■ Goal: Write out exactly, please, the lines from the one containing "Pressing-analysis tagging request: spot the person in" to the end of the material.

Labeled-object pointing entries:

****************

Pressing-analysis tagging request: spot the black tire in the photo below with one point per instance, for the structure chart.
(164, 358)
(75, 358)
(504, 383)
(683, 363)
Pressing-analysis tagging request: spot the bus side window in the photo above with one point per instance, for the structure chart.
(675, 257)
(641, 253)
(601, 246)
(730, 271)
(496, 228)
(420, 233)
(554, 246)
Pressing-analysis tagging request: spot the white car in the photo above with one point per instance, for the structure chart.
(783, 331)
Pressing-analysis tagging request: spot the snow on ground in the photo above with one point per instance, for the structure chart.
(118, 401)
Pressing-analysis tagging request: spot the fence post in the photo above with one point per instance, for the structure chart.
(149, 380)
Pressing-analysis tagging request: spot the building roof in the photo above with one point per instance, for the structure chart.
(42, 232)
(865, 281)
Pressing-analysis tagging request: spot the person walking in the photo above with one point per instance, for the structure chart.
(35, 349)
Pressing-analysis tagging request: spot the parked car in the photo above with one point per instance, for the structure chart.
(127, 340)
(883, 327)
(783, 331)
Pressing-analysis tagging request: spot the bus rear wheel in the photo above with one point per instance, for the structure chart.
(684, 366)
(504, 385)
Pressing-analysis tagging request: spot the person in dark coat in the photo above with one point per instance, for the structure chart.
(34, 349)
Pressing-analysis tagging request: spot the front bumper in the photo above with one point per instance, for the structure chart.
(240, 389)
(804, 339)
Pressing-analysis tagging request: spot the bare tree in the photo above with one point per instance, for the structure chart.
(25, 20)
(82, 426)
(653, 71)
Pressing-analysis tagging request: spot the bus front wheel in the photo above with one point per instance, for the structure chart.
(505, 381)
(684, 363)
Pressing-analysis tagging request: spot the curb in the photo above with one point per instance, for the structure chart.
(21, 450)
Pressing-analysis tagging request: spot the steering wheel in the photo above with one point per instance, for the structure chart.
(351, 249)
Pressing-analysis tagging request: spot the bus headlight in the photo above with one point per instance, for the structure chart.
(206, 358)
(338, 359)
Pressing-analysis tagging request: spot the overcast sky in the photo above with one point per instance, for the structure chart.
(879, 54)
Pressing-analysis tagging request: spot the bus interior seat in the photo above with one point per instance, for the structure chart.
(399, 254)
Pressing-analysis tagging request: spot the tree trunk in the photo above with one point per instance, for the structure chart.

****************

■ Written solution:
Pressing-analysis tagging request: spot the person in dark coat in the photo above with one point per instance, for the structure chart.
(34, 349)
Pressing-analysis tagging request: spot the front bumper in the photo above with one point per instance, for the structure chart.
(240, 389)
(804, 339)
Pressing-analysis tagging request: spot the bare tree in the photo above with one point per instance, for the structure chart.
(25, 20)
(82, 426)
(653, 71)
Pressing-analysis tagging request: spot the bus front wheel in the photo above with one point per instance, for the structure chart.
(505, 381)
(684, 363)
Pressing-analysis tagging request: spot the curb in the photo above with one point per instance, for the structure chart.
(21, 450)
Pressing-analysis tagging request: spot the steering wheel in the photo above with one point per instance, for the structure chart.
(351, 249)
Pressing-analysis tagging request: spot the bus headlight in the photo above with one point per instance, for the structure chart.
(206, 358)
(338, 359)
Pressing-analysis tagging request: spot the overcast sky in the photo above with one point per instance, for the structure chart.
(879, 54)
Pressing-analysis tagging request: spot the bus interior seat in the photo above with one point per instance, for the structure chart.
(399, 254)
Pressing-analysis tagging request: spot the tree trunk in the photo above with one point per instance, for the structure chart.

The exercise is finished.